- INPUT FOR THIS TASK:

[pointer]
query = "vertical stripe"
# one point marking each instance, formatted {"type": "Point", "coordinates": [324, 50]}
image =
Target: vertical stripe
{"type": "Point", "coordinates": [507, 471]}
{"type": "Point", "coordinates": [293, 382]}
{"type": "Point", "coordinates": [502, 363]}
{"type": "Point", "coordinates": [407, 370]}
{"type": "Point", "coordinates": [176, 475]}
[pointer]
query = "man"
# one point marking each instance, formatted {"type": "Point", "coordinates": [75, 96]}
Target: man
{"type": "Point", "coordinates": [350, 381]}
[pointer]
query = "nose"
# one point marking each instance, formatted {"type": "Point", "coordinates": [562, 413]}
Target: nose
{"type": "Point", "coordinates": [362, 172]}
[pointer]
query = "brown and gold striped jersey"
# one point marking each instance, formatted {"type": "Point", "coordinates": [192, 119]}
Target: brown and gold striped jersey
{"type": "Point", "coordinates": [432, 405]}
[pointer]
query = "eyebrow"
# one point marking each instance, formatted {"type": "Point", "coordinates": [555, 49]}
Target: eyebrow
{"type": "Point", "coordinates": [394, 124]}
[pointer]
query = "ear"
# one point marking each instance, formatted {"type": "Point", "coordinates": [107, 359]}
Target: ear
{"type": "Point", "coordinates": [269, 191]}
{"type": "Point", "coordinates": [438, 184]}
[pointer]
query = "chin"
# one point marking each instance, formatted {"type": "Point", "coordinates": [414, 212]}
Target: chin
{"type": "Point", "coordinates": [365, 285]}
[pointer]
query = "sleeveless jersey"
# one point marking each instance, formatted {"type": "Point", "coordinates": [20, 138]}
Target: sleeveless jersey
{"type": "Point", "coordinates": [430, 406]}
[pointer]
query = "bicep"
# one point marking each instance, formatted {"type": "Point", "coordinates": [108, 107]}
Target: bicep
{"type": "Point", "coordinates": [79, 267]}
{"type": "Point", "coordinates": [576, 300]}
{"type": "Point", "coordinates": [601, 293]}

- WHAT THE TASK REQUIRES: Transcribe all the entries, keeping each one exactly as it is.

- COMPLETED TASK:
[pointer]
query = "vertical stripe"
# one point marking each instance, formatted {"type": "Point", "coordinates": [324, 50]}
image =
Target: vertical stripe
{"type": "Point", "coordinates": [507, 471]}
{"type": "Point", "coordinates": [293, 382]}
{"type": "Point", "coordinates": [502, 363]}
{"type": "Point", "coordinates": [407, 370]}
{"type": "Point", "coordinates": [176, 475]}
[pointer]
query = "man"
# one point marking each instance, formatted {"type": "Point", "coordinates": [75, 96]}
Target: man
{"type": "Point", "coordinates": [350, 381]}
[pointer]
query = "nose"
# one point marking each instance, formatted {"type": "Point", "coordinates": [562, 413]}
Target: nose
{"type": "Point", "coordinates": [362, 172]}
[pointer]
query = "brown and gold striped jersey"
# one point marking each instance, formatted {"type": "Point", "coordinates": [192, 119]}
Target: brown and gold striped jersey
{"type": "Point", "coordinates": [432, 405]}
[pointer]
query = "eyebrow"
# one point marking each instance, formatted {"type": "Point", "coordinates": [555, 49]}
Target: eyebrow
{"type": "Point", "coordinates": [394, 124]}
[pointer]
query = "ear"
# one point marking each instance, formatted {"type": "Point", "coordinates": [107, 359]}
Target: ear
{"type": "Point", "coordinates": [269, 191]}
{"type": "Point", "coordinates": [438, 184]}
[pointer]
query = "chin"
# one point marking each instance, formatted {"type": "Point", "coordinates": [414, 212]}
Target: chin
{"type": "Point", "coordinates": [365, 285]}
[pointer]
query = "sleeveless jersey"
# one point marking each instance, formatted {"type": "Point", "coordinates": [20, 138]}
Target: sleeveless jersey
{"type": "Point", "coordinates": [430, 406]}
[pointer]
query = "bicep"
# one point marking each instance, formatted {"type": "Point", "coordinates": [108, 107]}
Target: bicep
{"type": "Point", "coordinates": [79, 267]}
{"type": "Point", "coordinates": [576, 300]}
{"type": "Point", "coordinates": [601, 293]}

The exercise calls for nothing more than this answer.